__CELE ĆWICZENIA__.
1. Odpowiedz na pytania do artykułu o „korytarzach życia”:
(a) Od kiedy rząd pracuje nad sprawą „korytarzy życia”?
(b) Jaka rada działająca przy resorcie przyjęła terminy realizacji?
(c) Jakie rozwiązanie służby ratownicze uznają za proste?
2. Przedstaw jako listę JSON wiersze wpisów od samego ich początku aż do wiersza z „M 128 23 L 128 8 L 127 8 L 126 11 L 126 23 Z” włącznie, każdy wiersz jako osobny łańcuch znaków. Pomiń puste wiersze oraz obrazy.

__PREZENTOWANY FRAGMENT__.
· · · · · · ·
Na swoich stronach spółka Gremi Media SA wykorzystuje wraz z innymi podmiotami pliki cookies (tzw. ciasteczka) i inne technologie m.in. w celach prawidłowego świadczenia usług, odpowiedniego dostosowania serwisów do preferencji jego użytkowników, statystycznych oraz reklamowych. Korzystanie z naszych stron bez zmiany ustawień przeglądarki oznacza wyrażenie zgody na użycie plików cookies w pamięci urządzenia. Aby dowiedzieć się więcej o naszej polityce prywatności kliknij TU.

„Korytarze życia” majaczą w oddali

Izabela Kacprzak 09-09-2018, ostatnia aktualizacja 09-09-2018 00:00

Walka z drogowymi cwaniakami ugrzęzła 
w ministerialnych analizach. Na znalezienie rozwiązań rząd dał sobie aż... dwa lata.

Nad sprawą „korytarzy życia” rząd pracuje od grudnia 2017 r.
źródło: reporter
Nad sprawą „korytarzy życia” rząd pracuje od grudnia 2017 r.

Minister infrastruktury wiosną zapowiedział, że rozpoczyna walkę z kierowcami blokującymi dojazd służb po wypadkach na autostradach. Okazuje się, że na efekty poczekamy długo – aż do końca przyszłego roku. Takie terminy realizacji przyjęła działająca przy resorcie Krajowa Rada Bezpieczeństwa Ruchu Drogowego, która problemem „korytarzy życia" zajmuje się już od grudnia ubiegłego roku. Łatwo więc policzyć, że specjalistom od bezpieczeństwa dwa lata zajmie przygotowanie, zdaniem służb ratowniczych, prostych rozwiązań: edukacji kierowców.
· · · · · · ·
__PODANE INFORMACJE__.
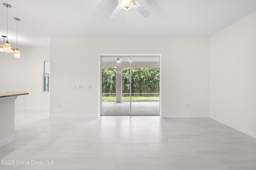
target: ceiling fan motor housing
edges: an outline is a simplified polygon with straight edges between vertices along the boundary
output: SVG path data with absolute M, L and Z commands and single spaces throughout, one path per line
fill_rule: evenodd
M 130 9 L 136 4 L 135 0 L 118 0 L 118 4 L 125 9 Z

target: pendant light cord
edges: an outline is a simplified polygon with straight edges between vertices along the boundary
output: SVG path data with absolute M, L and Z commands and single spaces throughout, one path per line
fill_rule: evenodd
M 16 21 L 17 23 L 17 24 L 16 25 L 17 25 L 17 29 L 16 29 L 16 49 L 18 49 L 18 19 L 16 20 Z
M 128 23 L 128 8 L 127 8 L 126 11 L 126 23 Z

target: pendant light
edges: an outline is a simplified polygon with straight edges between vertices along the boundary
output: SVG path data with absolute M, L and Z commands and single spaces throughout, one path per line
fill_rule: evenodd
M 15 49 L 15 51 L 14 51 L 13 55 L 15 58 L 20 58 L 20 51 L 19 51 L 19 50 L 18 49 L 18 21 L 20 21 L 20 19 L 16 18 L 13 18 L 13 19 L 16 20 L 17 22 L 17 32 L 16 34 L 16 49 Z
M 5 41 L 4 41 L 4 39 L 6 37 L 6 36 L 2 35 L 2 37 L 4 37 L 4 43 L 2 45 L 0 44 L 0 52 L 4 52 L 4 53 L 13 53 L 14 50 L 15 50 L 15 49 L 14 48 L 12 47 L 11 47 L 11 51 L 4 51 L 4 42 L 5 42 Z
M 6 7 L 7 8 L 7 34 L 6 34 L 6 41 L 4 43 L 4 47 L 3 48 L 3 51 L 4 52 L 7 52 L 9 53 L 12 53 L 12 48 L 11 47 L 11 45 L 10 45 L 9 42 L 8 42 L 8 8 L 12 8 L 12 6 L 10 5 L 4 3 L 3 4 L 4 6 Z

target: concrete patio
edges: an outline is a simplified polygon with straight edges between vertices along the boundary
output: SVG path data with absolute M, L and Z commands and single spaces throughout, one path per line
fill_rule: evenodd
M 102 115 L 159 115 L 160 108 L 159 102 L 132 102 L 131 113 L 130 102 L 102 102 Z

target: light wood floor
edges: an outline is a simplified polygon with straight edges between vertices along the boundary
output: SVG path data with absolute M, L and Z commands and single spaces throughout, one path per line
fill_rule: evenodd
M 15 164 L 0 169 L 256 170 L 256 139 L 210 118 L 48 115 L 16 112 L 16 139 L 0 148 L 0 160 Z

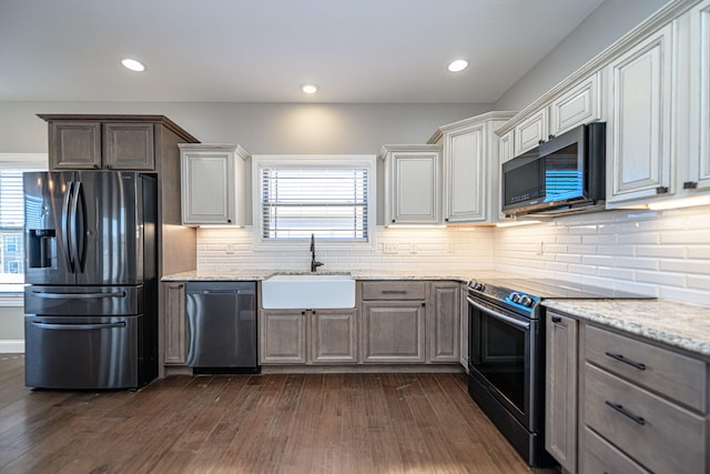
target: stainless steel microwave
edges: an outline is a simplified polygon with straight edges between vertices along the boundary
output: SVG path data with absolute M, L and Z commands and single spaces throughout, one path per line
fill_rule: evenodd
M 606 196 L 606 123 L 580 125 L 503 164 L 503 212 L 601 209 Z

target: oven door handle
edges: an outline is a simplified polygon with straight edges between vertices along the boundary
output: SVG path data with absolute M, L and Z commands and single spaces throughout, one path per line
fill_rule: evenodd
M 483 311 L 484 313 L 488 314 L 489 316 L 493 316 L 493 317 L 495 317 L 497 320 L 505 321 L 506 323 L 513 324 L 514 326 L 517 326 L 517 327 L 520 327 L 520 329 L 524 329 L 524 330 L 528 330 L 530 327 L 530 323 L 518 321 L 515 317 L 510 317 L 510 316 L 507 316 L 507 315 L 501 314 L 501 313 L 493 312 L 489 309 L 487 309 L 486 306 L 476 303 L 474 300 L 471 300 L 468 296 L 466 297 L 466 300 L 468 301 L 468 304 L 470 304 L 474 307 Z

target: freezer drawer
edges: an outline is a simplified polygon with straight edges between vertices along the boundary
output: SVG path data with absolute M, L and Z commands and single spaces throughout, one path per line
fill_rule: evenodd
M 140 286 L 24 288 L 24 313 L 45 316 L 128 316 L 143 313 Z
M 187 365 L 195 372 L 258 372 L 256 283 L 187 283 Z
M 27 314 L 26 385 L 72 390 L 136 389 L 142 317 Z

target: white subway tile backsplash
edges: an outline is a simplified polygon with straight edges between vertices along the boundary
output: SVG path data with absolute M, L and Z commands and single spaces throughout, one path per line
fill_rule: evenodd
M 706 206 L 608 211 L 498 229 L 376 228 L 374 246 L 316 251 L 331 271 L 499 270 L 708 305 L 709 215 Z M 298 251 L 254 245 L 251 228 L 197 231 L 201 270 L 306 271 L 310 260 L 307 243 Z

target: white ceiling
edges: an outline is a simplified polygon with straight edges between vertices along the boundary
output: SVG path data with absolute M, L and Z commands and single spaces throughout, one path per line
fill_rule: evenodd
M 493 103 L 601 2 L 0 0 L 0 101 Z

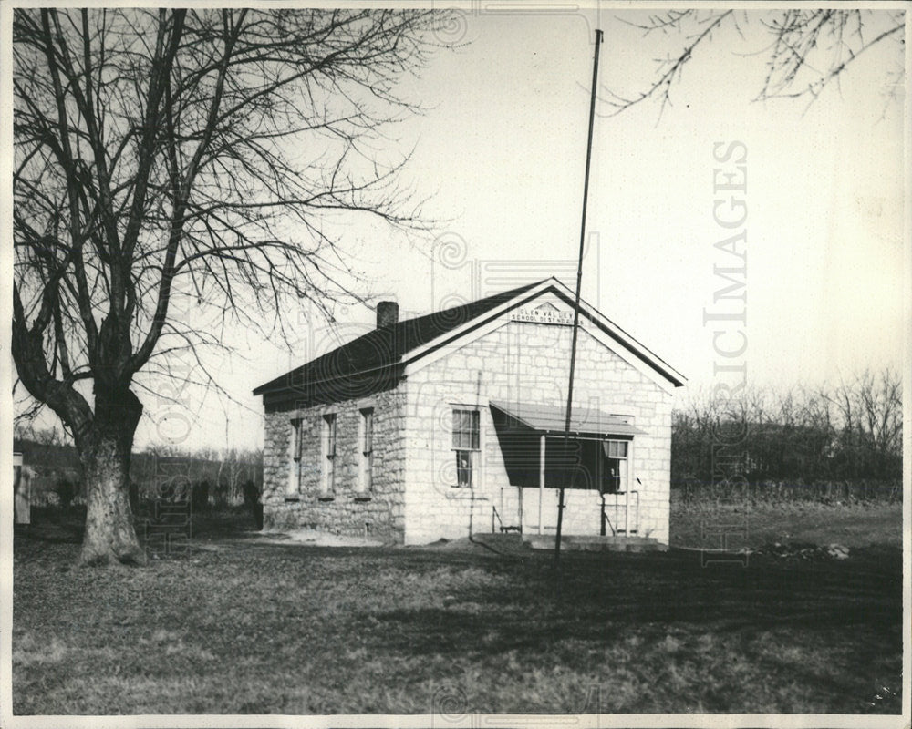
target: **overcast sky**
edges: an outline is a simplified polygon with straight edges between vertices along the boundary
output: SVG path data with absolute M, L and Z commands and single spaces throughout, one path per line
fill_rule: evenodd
· · · · · · ·
__ODPOWIEDZI DO ZADAŃ__.
1.
(a) Od grudnia 2017 r.
(b) Krajowa Rada Bezpieczeństwa Ruchu Drogowego.
(c) Edukację kierowców.

2.
[
  "target: ceiling fan motor housing",
  "edges: an outline is a simplified polygon with straight edges between vertices along the boundary",
  "output: SVG path data with absolute M, L and Z commands and single spaces throughout, one path per line",
  "fill_rule: evenodd",
  "M 130 9 L 136 4 L 135 0 L 118 0 L 118 4 L 125 9 Z",
  "target: pendant light cord",
  "edges: an outline is a simplified polygon with straight edges between vertices along the boundary",
  "output: SVG path data with absolute M, L and Z commands and single spaces throughout, one path per line",
  "fill_rule: evenodd",
  "M 16 21 L 17 23 L 17 24 L 16 25 L 17 25 L 17 29 L 16 29 L 16 49 L 18 49 L 18 19 L 16 20 Z",
  "M 128 23 L 128 8 L 127 8 L 126 11 L 126 23 Z"
]